# TASK INSTRUCTIONS:
Recast every line of all the records below as a Markdown table with the columns Row and Line, numbering each row and omitting blank lines. Leave the pictures out of the answer.

# RECORDS FOR THIS TASK:
>>

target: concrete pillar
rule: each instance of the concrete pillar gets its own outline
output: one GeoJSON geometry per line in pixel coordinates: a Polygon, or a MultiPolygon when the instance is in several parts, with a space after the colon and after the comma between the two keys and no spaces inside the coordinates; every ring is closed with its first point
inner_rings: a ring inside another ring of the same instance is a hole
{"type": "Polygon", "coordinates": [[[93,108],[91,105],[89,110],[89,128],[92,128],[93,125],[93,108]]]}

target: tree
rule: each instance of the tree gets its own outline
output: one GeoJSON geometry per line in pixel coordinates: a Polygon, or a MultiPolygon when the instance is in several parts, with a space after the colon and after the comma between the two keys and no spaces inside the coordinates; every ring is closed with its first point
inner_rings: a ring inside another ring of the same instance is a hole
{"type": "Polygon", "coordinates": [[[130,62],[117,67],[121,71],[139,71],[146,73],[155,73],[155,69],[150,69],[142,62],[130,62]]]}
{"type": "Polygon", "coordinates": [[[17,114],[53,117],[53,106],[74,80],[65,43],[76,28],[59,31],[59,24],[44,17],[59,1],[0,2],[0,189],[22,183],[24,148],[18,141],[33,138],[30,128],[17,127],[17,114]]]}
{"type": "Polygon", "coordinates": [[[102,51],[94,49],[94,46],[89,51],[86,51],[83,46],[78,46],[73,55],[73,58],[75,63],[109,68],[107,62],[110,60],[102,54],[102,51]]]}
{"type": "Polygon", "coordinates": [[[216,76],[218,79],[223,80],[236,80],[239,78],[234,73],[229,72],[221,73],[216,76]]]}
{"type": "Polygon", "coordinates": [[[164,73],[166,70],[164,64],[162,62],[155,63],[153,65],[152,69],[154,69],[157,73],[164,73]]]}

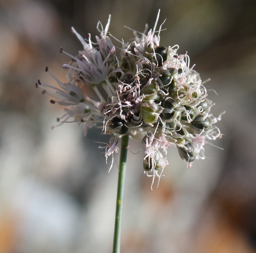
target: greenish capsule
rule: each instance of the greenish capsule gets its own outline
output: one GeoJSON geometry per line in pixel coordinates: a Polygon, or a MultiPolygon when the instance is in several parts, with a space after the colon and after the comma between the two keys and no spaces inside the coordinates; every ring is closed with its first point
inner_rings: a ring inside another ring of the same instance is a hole
{"type": "Polygon", "coordinates": [[[185,145],[188,149],[178,147],[178,151],[180,157],[188,162],[192,162],[197,159],[198,154],[197,152],[195,147],[191,143],[185,145]]]}
{"type": "Polygon", "coordinates": [[[143,169],[145,171],[150,171],[153,169],[159,170],[163,169],[166,165],[166,162],[159,150],[155,151],[152,159],[152,157],[143,159],[143,169]]]}
{"type": "Polygon", "coordinates": [[[163,97],[163,94],[160,90],[159,85],[155,80],[152,80],[150,85],[144,88],[141,94],[145,96],[144,100],[158,101],[163,97]]]}
{"type": "Polygon", "coordinates": [[[172,91],[176,88],[178,72],[174,68],[168,68],[166,70],[160,73],[161,76],[159,78],[165,89],[172,91]]]}
{"type": "Polygon", "coordinates": [[[162,108],[152,101],[142,103],[140,113],[144,122],[152,125],[158,120],[159,115],[162,111],[162,108]]]}
{"type": "Polygon", "coordinates": [[[111,121],[109,126],[111,129],[115,130],[117,133],[120,134],[124,134],[128,131],[128,128],[124,124],[123,121],[120,118],[116,117],[111,121]]]}
{"type": "Polygon", "coordinates": [[[210,110],[210,101],[208,99],[205,99],[205,100],[199,103],[197,108],[199,110],[202,110],[201,112],[209,112],[210,110]]]}
{"type": "Polygon", "coordinates": [[[173,131],[177,127],[177,121],[175,119],[172,119],[170,121],[165,123],[165,127],[169,131],[173,131]]]}
{"type": "Polygon", "coordinates": [[[184,107],[187,111],[184,110],[181,113],[181,119],[182,120],[187,121],[189,119],[187,115],[187,112],[188,112],[191,120],[193,120],[199,114],[199,112],[195,107],[190,107],[187,105],[184,105],[184,107]]]}
{"type": "Polygon", "coordinates": [[[211,126],[211,121],[209,118],[204,119],[204,117],[198,117],[191,123],[192,126],[198,129],[208,130],[211,126]]]}
{"type": "Polygon", "coordinates": [[[178,121],[181,118],[181,112],[183,110],[178,104],[172,99],[166,99],[163,103],[164,108],[163,112],[160,114],[162,120],[169,121],[176,119],[178,121]]]}
{"type": "Polygon", "coordinates": [[[155,48],[155,53],[157,61],[158,67],[162,67],[163,64],[167,60],[168,53],[167,49],[165,47],[159,46],[155,48]]]}

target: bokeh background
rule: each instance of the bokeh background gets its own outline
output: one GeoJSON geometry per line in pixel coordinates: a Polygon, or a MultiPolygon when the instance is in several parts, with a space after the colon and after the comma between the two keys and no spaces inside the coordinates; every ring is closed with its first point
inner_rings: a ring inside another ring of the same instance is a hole
{"type": "MultiPolygon", "coordinates": [[[[256,252],[256,2],[250,0],[0,1],[0,252],[111,252],[118,170],[76,123],[52,130],[63,109],[36,89],[62,81],[82,48],[70,32],[109,31],[127,41],[167,19],[161,43],[187,51],[200,73],[222,138],[187,168],[169,148],[167,176],[151,189],[143,152],[128,154],[122,252],[256,252]],[[218,94],[217,95],[213,91],[218,94]]],[[[117,42],[116,43],[118,43],[117,42]]],[[[142,147],[131,141],[134,152],[142,147]]]]}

<<

# THE REPLY:
| Row | Line |
|---|---|
| 1 | target: concrete pillar |
| 2 | rule: each instance of the concrete pillar gets its own outline |
| 3 | output: one GeoJSON geometry per line in pixel coordinates: a Polygon, or a MultiPolygon when the instance is in several parts, with a space after the colon and after the comma between the two keys and no spaces inside the coordinates; every ring is closed with its first point |
| 4 | inner_rings: a ring inside another ring of the same instance is a hole |
| 5 | {"type": "Polygon", "coordinates": [[[93,108],[91,105],[89,110],[89,128],[92,128],[93,125],[93,108]]]} |
| 6 | target: tree |
| 7 | rule: each instance of the tree gets its own outline |
| 8 | output: one GeoJSON geometry per line in pixel coordinates: a Polygon, or a MultiPolygon when the instance is in several parts, with a space after the colon and after the comma between the two keys and no spaces inside the coordinates; every ring is closed with its first point |
| 9 | inner_rings: a ring inside another ring of the same instance is a hole |
| 10 | {"type": "Polygon", "coordinates": [[[130,62],[117,67],[121,71],[139,71],[146,73],[155,73],[155,69],[150,69],[142,62],[130,62]]]} |
| 11 | {"type": "Polygon", "coordinates": [[[17,114],[53,117],[53,106],[74,80],[65,43],[76,28],[59,31],[59,24],[44,17],[59,1],[0,2],[0,189],[22,183],[24,148],[18,141],[33,138],[30,128],[17,127],[17,114]]]} |
| 12 | {"type": "Polygon", "coordinates": [[[102,51],[94,49],[94,46],[89,51],[86,51],[83,46],[78,46],[73,55],[73,58],[75,63],[109,68],[107,62],[110,60],[102,54],[102,51]]]} |
| 13 | {"type": "Polygon", "coordinates": [[[216,76],[218,79],[223,80],[236,80],[239,78],[234,73],[229,72],[221,73],[216,76]]]} |
| 14 | {"type": "Polygon", "coordinates": [[[164,73],[166,70],[164,64],[162,62],[155,63],[153,65],[152,69],[154,69],[157,73],[164,73]]]} |
| 15 | target: greenish capsule |
| 16 | rule: each instance of the greenish capsule gets its own outline |
| 17 | output: one GeoJSON geometry per line in pixel coordinates: a Polygon, or a MultiPolygon when the instance is in several parts, with a space after the colon and after the comma between the two keys and no spaces inside the coordinates; every ring is closed with its first point |
| 18 | inner_rings: a ring inside another ring of the same instance is a hole |
| 19 | {"type": "Polygon", "coordinates": [[[185,145],[188,149],[178,147],[178,151],[180,157],[188,162],[192,162],[197,159],[198,154],[197,152],[195,147],[191,143],[185,145]]]} |
| 20 | {"type": "Polygon", "coordinates": [[[143,169],[145,171],[150,171],[153,169],[159,170],[163,169],[166,165],[166,162],[159,150],[155,151],[152,159],[152,157],[143,159],[143,169]]]} |
| 21 | {"type": "Polygon", "coordinates": [[[163,97],[163,94],[160,90],[159,85],[155,80],[152,80],[150,85],[144,88],[141,94],[145,96],[144,100],[158,101],[163,97]]]} |
| 22 | {"type": "Polygon", "coordinates": [[[172,91],[176,88],[178,72],[174,68],[168,68],[166,70],[160,73],[161,76],[159,78],[165,89],[172,91]]]} |
| 23 | {"type": "Polygon", "coordinates": [[[162,108],[152,101],[142,103],[140,113],[144,122],[152,125],[158,120],[159,115],[162,111],[162,108]]]} |
| 24 | {"type": "Polygon", "coordinates": [[[111,121],[109,126],[111,129],[115,130],[117,133],[120,134],[124,134],[128,131],[128,128],[124,124],[123,121],[120,118],[116,117],[111,121]]]} |
| 25 | {"type": "Polygon", "coordinates": [[[210,110],[210,101],[208,99],[205,99],[205,100],[199,103],[197,108],[199,110],[202,110],[201,112],[209,112],[210,110]]]} |
| 26 | {"type": "Polygon", "coordinates": [[[173,131],[177,127],[177,121],[175,119],[172,119],[170,121],[165,123],[165,127],[169,131],[173,131]]]} |
| 27 | {"type": "Polygon", "coordinates": [[[184,107],[187,111],[184,110],[181,113],[181,119],[182,120],[187,121],[189,119],[187,115],[187,112],[188,112],[191,120],[193,120],[199,114],[199,112],[195,107],[190,107],[187,105],[184,105],[184,107]]]} |
| 28 | {"type": "Polygon", "coordinates": [[[211,126],[211,121],[209,118],[204,119],[204,117],[198,117],[191,123],[192,126],[198,129],[208,130],[211,126]]]} |
| 29 | {"type": "Polygon", "coordinates": [[[178,121],[181,118],[181,112],[183,110],[178,104],[172,99],[166,99],[163,103],[164,108],[163,112],[160,114],[162,120],[169,121],[176,119],[178,121]]]} |
| 30 | {"type": "Polygon", "coordinates": [[[155,48],[155,53],[157,61],[158,67],[162,67],[163,64],[167,60],[168,53],[167,49],[165,47],[159,46],[155,48]]]} |
| 31 | target: bokeh background |
| 32 | rule: each instance of the bokeh background gets its own outline |
| 33 | output: one GeoJSON geometry per line in pixel coordinates: a Polygon, or a MultiPolygon when the instance is in several parts, with a space after the colon and after the comma between the two keys and no spaces inside the coordinates; every ring is closed with its first point |
| 34 | inner_rings: a ring inside another ring of the same instance is a hole |
| 35 | {"type": "MultiPolygon", "coordinates": [[[[256,252],[256,2],[250,0],[0,1],[0,252],[111,252],[118,170],[76,123],[52,130],[63,109],[36,89],[62,81],[82,48],[70,32],[109,31],[127,41],[167,19],[161,43],[187,51],[200,73],[222,138],[187,168],[169,148],[167,176],[151,189],[143,152],[128,154],[122,252],[256,252]],[[218,94],[217,95],[213,91],[218,94]]],[[[117,42],[116,43],[118,43],[117,42]]],[[[142,147],[131,141],[134,152],[142,147]]]]} |